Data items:
# # #

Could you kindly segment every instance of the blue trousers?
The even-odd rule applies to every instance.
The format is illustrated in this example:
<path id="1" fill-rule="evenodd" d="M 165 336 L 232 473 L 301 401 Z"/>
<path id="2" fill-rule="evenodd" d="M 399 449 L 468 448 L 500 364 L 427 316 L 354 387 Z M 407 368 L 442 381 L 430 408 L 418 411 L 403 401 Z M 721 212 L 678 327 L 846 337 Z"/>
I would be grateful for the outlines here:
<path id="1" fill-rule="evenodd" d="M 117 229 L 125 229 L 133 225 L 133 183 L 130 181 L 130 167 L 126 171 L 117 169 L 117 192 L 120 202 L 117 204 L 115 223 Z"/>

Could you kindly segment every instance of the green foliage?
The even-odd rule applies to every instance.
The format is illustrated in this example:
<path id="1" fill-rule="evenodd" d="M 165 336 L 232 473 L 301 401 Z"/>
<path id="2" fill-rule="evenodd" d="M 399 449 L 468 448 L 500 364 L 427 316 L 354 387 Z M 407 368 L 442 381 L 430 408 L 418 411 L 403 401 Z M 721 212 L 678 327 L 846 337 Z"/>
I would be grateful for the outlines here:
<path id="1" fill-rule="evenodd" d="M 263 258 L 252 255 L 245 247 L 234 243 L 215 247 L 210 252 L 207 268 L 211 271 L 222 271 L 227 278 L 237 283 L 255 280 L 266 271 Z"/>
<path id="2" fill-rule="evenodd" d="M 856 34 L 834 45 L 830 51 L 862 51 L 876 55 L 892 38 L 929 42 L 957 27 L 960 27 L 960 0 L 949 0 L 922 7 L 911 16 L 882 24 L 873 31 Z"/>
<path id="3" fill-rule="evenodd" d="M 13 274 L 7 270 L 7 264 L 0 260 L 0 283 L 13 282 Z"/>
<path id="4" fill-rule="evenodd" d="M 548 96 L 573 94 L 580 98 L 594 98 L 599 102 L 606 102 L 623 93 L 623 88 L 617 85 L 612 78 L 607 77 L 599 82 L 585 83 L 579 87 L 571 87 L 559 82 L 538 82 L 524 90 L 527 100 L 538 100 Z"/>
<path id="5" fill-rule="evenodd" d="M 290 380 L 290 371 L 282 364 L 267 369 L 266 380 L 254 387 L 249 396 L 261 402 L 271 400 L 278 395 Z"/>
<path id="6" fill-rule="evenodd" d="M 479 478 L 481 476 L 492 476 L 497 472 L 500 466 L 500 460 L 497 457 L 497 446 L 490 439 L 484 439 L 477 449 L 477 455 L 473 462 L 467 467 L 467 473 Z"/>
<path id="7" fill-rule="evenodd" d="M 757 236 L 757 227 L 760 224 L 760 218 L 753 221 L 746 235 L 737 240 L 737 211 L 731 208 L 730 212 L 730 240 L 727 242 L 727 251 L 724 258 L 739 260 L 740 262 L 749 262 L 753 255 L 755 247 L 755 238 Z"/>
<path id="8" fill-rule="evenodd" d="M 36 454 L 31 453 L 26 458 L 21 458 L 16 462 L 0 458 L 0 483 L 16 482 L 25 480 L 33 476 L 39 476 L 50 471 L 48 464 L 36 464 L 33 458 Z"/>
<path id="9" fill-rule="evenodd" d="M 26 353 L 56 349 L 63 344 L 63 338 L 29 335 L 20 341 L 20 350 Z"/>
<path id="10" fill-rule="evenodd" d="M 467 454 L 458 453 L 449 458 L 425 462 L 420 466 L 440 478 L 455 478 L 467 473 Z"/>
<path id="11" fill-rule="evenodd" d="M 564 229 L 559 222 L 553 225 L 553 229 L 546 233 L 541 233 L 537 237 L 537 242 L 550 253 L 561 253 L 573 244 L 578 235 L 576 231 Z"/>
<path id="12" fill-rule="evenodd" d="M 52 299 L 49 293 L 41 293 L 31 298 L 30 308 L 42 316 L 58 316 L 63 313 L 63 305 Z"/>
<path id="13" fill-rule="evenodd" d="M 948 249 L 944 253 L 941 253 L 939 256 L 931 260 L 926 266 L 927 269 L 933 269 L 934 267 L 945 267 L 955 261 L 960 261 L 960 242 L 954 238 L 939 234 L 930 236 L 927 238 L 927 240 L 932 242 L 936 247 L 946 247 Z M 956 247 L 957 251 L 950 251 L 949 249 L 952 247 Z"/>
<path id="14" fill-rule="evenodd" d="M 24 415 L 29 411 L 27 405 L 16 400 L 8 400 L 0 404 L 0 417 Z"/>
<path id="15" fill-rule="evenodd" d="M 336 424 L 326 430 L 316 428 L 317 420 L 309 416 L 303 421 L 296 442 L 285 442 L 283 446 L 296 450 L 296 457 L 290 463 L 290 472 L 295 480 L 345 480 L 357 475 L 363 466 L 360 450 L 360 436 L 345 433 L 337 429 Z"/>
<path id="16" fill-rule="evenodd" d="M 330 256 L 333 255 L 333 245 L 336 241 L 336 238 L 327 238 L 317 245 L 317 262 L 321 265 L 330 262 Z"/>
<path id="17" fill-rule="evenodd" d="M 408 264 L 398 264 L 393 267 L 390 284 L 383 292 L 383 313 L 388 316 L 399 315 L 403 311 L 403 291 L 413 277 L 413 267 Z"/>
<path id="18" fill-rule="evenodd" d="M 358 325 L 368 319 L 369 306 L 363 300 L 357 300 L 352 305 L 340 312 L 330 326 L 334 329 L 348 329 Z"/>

# # #

What you should do: Copy out the data exactly, keeping each line whole.

Task response:
Could you kindly segment every instance of the blue trousers?
The even-odd rule applies to every instance.
The format is illustrated in this example:
<path id="1" fill-rule="evenodd" d="M 165 336 L 232 473 L 301 401 Z"/>
<path id="2" fill-rule="evenodd" d="M 399 449 L 468 448 L 500 364 L 427 316 L 354 387 Z M 407 368 L 442 381 L 430 408 L 418 411 L 403 401 Z M 721 212 L 678 327 L 846 337 Z"/>
I would be grateful for the outlines here:
<path id="1" fill-rule="evenodd" d="M 117 229 L 125 229 L 133 225 L 133 183 L 130 181 L 130 167 L 126 171 L 117 169 L 117 192 L 120 202 L 117 204 L 115 223 Z"/>

Could you kindly segment every instance of the green foliage?
The even-odd rule applies to every instance.
The format is illustrated in this example:
<path id="1" fill-rule="evenodd" d="M 165 336 L 232 473 L 301 401 Z"/>
<path id="2" fill-rule="evenodd" d="M 399 449 L 468 448 L 500 364 L 427 316 L 354 387 Z M 407 368 L 442 381 L 430 408 L 418 411 L 403 401 Z M 721 212 L 678 327 L 846 337 Z"/>
I would be grateful for the outlines here:
<path id="1" fill-rule="evenodd" d="M 263 258 L 252 255 L 245 247 L 234 243 L 215 247 L 210 252 L 207 268 L 211 271 L 222 271 L 227 278 L 237 283 L 255 280 L 266 271 Z"/>
<path id="2" fill-rule="evenodd" d="M 856 34 L 834 45 L 830 51 L 862 51 L 876 55 L 892 38 L 929 42 L 957 27 L 960 27 L 960 0 L 949 0 L 922 7 L 911 16 L 882 24 L 873 31 Z"/>
<path id="3" fill-rule="evenodd" d="M 13 274 L 7 270 L 7 264 L 0 260 L 0 283 L 13 282 Z"/>
<path id="4" fill-rule="evenodd" d="M 548 96 L 573 94 L 580 98 L 594 98 L 599 102 L 606 102 L 623 93 L 623 88 L 617 85 L 612 78 L 607 77 L 599 82 L 585 83 L 579 87 L 571 87 L 559 82 L 538 82 L 524 90 L 527 100 L 538 100 Z"/>
<path id="5" fill-rule="evenodd" d="M 290 380 L 290 371 L 282 364 L 267 369 L 266 380 L 254 387 L 249 396 L 261 402 L 271 400 L 278 395 Z"/>
<path id="6" fill-rule="evenodd" d="M 479 478 L 481 476 L 492 476 L 497 472 L 500 466 L 500 460 L 497 457 L 497 446 L 490 439 L 484 439 L 477 449 L 477 455 L 473 462 L 467 467 L 467 473 Z"/>
<path id="7" fill-rule="evenodd" d="M 757 236 L 757 227 L 760 224 L 760 218 L 753 221 L 746 235 L 737 240 L 737 211 L 731 208 L 730 212 L 730 240 L 727 242 L 727 251 L 724 258 L 739 260 L 740 262 L 749 262 L 753 255 L 755 247 L 755 238 Z"/>
<path id="8" fill-rule="evenodd" d="M 36 454 L 31 453 L 26 458 L 21 458 L 16 462 L 0 458 L 0 483 L 16 482 L 25 480 L 33 476 L 39 476 L 50 471 L 48 464 L 36 464 L 33 458 Z"/>
<path id="9" fill-rule="evenodd" d="M 26 353 L 56 349 L 63 344 L 63 338 L 29 335 L 20 341 L 20 350 Z"/>
<path id="10" fill-rule="evenodd" d="M 467 454 L 458 453 L 449 458 L 425 462 L 420 466 L 440 478 L 455 478 L 467 473 Z"/>
<path id="11" fill-rule="evenodd" d="M 564 229 L 559 222 L 553 225 L 553 229 L 546 233 L 541 233 L 537 237 L 537 242 L 550 253 L 561 253 L 573 244 L 578 235 L 576 231 Z"/>
<path id="12" fill-rule="evenodd" d="M 52 299 L 49 293 L 41 293 L 31 298 L 30 308 L 42 316 L 58 316 L 63 313 L 63 305 Z"/>
<path id="13" fill-rule="evenodd" d="M 948 249 L 944 253 L 941 253 L 939 256 L 931 260 L 926 266 L 927 269 L 933 269 L 934 267 L 945 267 L 955 261 L 960 261 L 960 242 L 954 238 L 939 234 L 930 236 L 927 238 L 927 240 L 932 242 L 936 247 L 946 247 Z M 956 247 L 957 251 L 950 251 L 949 249 L 952 247 Z"/>
<path id="14" fill-rule="evenodd" d="M 24 415 L 29 411 L 27 405 L 16 400 L 8 400 L 0 404 L 0 417 Z"/>
<path id="15" fill-rule="evenodd" d="M 336 424 L 326 430 L 316 428 L 317 420 L 309 416 L 303 421 L 296 442 L 285 442 L 283 446 L 296 450 L 296 457 L 290 463 L 290 472 L 295 480 L 345 480 L 357 475 L 363 466 L 360 450 L 360 436 L 345 433 L 337 429 Z"/>
<path id="16" fill-rule="evenodd" d="M 330 256 L 333 255 L 333 245 L 336 241 L 336 238 L 327 238 L 317 245 L 317 262 L 321 265 L 330 262 Z"/>
<path id="17" fill-rule="evenodd" d="M 408 264 L 398 264 L 393 267 L 390 284 L 383 292 L 383 313 L 388 316 L 399 315 L 403 311 L 403 291 L 413 277 L 413 267 Z"/>
<path id="18" fill-rule="evenodd" d="M 358 325 L 368 319 L 369 306 L 363 300 L 357 300 L 352 305 L 340 312 L 330 326 L 334 329 L 348 329 Z"/>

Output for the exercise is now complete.